(Recorded data)

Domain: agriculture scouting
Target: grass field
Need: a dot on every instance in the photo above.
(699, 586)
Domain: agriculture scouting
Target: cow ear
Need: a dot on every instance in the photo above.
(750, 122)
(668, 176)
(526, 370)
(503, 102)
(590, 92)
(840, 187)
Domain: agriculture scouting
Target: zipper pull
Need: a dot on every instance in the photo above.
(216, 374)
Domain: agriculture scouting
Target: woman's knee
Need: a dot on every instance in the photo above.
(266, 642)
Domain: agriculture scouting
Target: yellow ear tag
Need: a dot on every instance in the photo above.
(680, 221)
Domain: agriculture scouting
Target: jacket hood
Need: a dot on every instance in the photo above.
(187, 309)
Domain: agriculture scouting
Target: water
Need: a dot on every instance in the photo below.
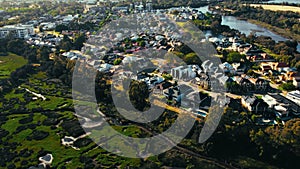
(247, 28)
(289, 1)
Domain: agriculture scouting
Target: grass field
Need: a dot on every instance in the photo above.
(277, 7)
(10, 63)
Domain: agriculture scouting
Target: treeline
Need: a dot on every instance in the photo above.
(285, 51)
(282, 19)
(57, 67)
(237, 136)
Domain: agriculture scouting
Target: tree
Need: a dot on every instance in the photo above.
(138, 94)
(79, 40)
(43, 53)
(234, 57)
(66, 43)
(192, 58)
(287, 86)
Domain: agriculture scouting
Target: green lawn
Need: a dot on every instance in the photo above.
(10, 63)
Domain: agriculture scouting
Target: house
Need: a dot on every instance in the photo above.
(259, 84)
(184, 72)
(239, 68)
(173, 94)
(280, 66)
(227, 68)
(265, 67)
(244, 82)
(254, 104)
(296, 82)
(280, 108)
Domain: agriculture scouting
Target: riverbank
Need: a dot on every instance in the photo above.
(277, 7)
(285, 33)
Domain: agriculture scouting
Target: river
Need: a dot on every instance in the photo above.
(247, 27)
(289, 1)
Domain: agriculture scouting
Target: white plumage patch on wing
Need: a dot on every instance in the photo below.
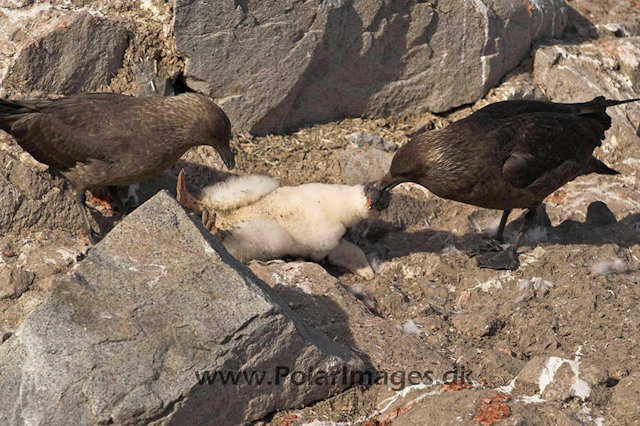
(238, 191)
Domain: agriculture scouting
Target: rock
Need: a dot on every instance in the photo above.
(153, 86)
(123, 338)
(324, 303)
(467, 407)
(478, 325)
(363, 138)
(274, 66)
(552, 378)
(79, 54)
(626, 400)
(32, 200)
(360, 165)
(148, 83)
(577, 73)
(14, 282)
(598, 213)
(15, 4)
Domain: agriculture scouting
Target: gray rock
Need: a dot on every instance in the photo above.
(626, 400)
(343, 313)
(598, 213)
(478, 325)
(14, 282)
(367, 139)
(158, 300)
(277, 65)
(359, 165)
(79, 54)
(554, 379)
(577, 73)
(33, 200)
(148, 83)
(16, 4)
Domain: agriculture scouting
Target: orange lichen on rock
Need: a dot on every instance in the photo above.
(492, 410)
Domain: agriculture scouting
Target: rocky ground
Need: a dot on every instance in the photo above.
(555, 342)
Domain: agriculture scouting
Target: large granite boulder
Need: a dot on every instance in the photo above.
(275, 65)
(31, 199)
(579, 73)
(159, 302)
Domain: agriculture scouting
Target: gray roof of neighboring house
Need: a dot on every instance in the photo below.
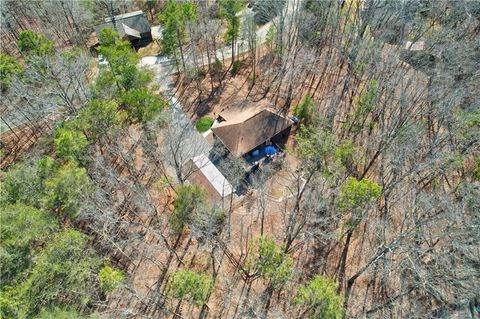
(129, 24)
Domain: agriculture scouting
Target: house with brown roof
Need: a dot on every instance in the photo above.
(131, 26)
(242, 131)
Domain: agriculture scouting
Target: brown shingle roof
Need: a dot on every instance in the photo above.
(249, 129)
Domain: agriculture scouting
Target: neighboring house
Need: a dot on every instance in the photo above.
(417, 55)
(208, 177)
(243, 131)
(132, 26)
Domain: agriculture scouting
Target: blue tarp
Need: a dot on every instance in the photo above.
(270, 150)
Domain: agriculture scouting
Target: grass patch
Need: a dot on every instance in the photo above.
(204, 124)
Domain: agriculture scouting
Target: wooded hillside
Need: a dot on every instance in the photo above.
(358, 195)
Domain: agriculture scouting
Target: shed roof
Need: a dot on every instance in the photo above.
(250, 128)
(212, 175)
(127, 24)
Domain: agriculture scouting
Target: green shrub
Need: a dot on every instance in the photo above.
(204, 124)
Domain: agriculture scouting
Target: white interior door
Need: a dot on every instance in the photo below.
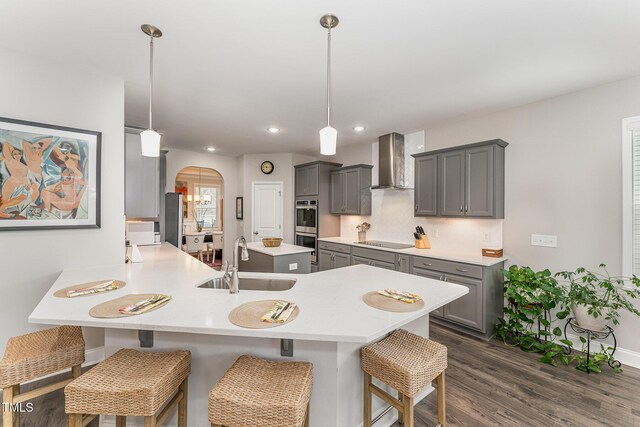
(267, 210)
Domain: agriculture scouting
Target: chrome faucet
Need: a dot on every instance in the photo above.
(231, 272)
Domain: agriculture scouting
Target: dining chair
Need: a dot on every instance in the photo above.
(195, 244)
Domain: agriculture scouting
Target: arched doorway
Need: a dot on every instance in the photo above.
(202, 206)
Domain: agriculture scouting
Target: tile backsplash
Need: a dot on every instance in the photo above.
(392, 215)
(392, 220)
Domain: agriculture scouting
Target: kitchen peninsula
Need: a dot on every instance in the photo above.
(333, 324)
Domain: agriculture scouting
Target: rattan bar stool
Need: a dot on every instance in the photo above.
(131, 383)
(35, 355)
(257, 393)
(407, 363)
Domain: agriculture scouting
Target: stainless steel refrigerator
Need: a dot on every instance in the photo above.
(173, 219)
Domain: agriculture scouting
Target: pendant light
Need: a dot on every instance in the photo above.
(328, 135)
(150, 138)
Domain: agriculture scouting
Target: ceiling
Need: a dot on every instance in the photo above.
(227, 70)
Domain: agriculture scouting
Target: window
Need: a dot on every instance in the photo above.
(206, 205)
(631, 196)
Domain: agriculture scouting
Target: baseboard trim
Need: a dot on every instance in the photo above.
(91, 357)
(626, 357)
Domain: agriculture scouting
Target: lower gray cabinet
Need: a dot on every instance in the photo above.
(341, 260)
(328, 260)
(468, 310)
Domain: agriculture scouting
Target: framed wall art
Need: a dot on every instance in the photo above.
(49, 176)
(239, 207)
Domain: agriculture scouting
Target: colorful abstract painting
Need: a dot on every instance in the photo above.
(48, 176)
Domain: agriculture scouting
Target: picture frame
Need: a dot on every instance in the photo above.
(239, 208)
(49, 176)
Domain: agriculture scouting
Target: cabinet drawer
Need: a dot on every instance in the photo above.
(383, 256)
(335, 247)
(457, 268)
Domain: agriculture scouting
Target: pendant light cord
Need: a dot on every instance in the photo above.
(328, 76)
(150, 81)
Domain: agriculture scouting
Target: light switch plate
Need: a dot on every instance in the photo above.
(548, 241)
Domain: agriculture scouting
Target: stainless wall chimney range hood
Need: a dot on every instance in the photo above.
(391, 170)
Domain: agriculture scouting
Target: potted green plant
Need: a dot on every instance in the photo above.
(527, 321)
(596, 298)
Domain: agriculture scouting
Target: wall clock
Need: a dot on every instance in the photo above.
(266, 167)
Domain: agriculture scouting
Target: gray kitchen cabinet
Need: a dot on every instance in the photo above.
(341, 260)
(467, 310)
(403, 263)
(452, 171)
(426, 186)
(355, 260)
(330, 259)
(337, 193)
(479, 182)
(439, 312)
(307, 180)
(351, 190)
(142, 181)
(469, 183)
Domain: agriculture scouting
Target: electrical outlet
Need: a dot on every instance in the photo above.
(548, 241)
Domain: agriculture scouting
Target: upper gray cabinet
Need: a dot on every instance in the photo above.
(142, 181)
(307, 180)
(426, 186)
(464, 181)
(351, 190)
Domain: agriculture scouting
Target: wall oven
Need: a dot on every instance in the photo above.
(307, 216)
(308, 240)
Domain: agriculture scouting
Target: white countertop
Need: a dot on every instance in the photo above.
(283, 249)
(331, 307)
(468, 258)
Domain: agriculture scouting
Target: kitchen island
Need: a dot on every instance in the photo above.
(333, 324)
(285, 258)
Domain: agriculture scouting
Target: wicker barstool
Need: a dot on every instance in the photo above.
(131, 383)
(258, 393)
(407, 363)
(35, 355)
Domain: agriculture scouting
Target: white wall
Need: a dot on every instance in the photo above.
(392, 217)
(563, 177)
(249, 170)
(227, 167)
(30, 261)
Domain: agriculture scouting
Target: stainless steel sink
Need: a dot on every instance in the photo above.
(253, 284)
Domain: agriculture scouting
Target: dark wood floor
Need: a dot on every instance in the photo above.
(491, 384)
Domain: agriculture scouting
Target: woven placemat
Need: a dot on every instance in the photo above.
(109, 309)
(248, 315)
(375, 300)
(62, 293)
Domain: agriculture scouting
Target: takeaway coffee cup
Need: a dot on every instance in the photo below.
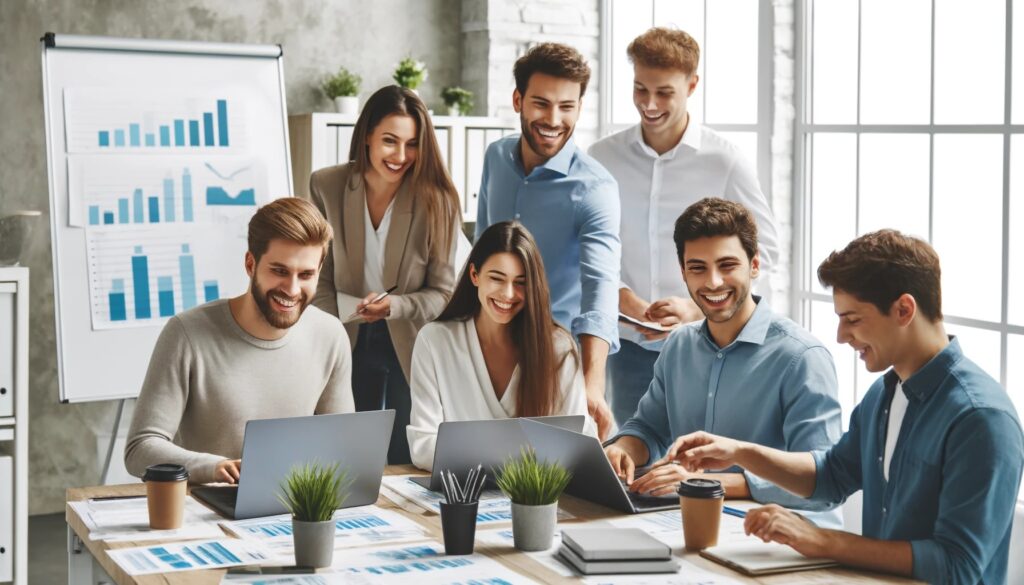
(700, 501)
(165, 495)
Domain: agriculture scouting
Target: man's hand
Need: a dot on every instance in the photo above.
(374, 311)
(673, 310)
(227, 471)
(662, 481)
(601, 414)
(699, 451)
(622, 463)
(775, 524)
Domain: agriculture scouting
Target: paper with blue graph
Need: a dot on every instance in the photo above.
(173, 557)
(353, 527)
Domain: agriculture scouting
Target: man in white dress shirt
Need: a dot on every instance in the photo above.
(664, 165)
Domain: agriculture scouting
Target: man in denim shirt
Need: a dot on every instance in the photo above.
(741, 371)
(935, 445)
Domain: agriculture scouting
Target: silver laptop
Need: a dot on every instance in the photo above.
(463, 445)
(357, 442)
(593, 477)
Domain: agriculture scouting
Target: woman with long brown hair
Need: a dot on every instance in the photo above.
(496, 351)
(395, 216)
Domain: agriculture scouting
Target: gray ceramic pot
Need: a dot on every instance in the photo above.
(313, 543)
(534, 527)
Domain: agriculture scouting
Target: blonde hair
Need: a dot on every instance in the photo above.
(665, 48)
(288, 218)
(429, 176)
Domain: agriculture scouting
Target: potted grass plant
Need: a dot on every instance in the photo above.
(534, 488)
(343, 88)
(459, 100)
(311, 493)
(410, 73)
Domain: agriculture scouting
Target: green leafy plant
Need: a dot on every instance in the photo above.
(312, 492)
(527, 482)
(341, 84)
(456, 96)
(410, 73)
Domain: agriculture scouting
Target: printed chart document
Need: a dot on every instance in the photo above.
(353, 527)
(494, 506)
(173, 557)
(128, 519)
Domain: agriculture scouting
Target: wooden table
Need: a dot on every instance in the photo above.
(82, 566)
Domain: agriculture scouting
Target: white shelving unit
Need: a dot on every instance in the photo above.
(14, 425)
(320, 140)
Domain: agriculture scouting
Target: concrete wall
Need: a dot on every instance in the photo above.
(317, 37)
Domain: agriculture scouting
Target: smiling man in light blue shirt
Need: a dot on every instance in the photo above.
(741, 372)
(567, 201)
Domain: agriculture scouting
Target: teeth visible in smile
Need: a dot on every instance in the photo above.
(284, 301)
(717, 298)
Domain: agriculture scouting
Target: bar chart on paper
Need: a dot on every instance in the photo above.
(167, 121)
(135, 191)
(140, 277)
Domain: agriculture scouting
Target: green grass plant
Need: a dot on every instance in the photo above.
(528, 482)
(312, 492)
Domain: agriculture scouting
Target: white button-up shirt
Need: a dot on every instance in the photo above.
(655, 190)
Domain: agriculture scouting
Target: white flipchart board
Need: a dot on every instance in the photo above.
(110, 364)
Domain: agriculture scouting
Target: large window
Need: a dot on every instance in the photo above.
(910, 115)
(734, 93)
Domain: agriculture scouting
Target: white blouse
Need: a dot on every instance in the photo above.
(450, 381)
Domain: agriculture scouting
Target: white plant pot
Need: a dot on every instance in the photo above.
(534, 527)
(313, 543)
(347, 105)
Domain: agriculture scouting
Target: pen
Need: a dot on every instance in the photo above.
(733, 512)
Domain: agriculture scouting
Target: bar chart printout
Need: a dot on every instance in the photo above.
(137, 285)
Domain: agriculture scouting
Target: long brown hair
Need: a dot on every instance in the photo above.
(429, 176)
(532, 329)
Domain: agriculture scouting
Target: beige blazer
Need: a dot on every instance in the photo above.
(424, 284)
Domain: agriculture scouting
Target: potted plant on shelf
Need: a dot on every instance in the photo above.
(459, 100)
(534, 488)
(311, 493)
(343, 87)
(410, 73)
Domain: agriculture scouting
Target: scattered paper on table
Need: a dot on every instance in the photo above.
(174, 557)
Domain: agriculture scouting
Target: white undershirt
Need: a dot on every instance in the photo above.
(373, 252)
(897, 409)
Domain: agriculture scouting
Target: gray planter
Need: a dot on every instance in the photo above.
(534, 527)
(313, 543)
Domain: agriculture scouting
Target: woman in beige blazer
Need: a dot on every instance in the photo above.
(395, 216)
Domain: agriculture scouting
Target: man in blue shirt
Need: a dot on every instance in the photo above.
(935, 444)
(743, 371)
(567, 201)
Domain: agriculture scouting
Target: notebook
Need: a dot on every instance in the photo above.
(756, 557)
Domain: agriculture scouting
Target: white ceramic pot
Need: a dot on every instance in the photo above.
(347, 105)
(534, 527)
(313, 543)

Set exercise:
Collect every line of the recorded data that contains the string "neighboring". Case counts.

Problem solution:
Target: gray roof of neighboring house
Target: neighboring house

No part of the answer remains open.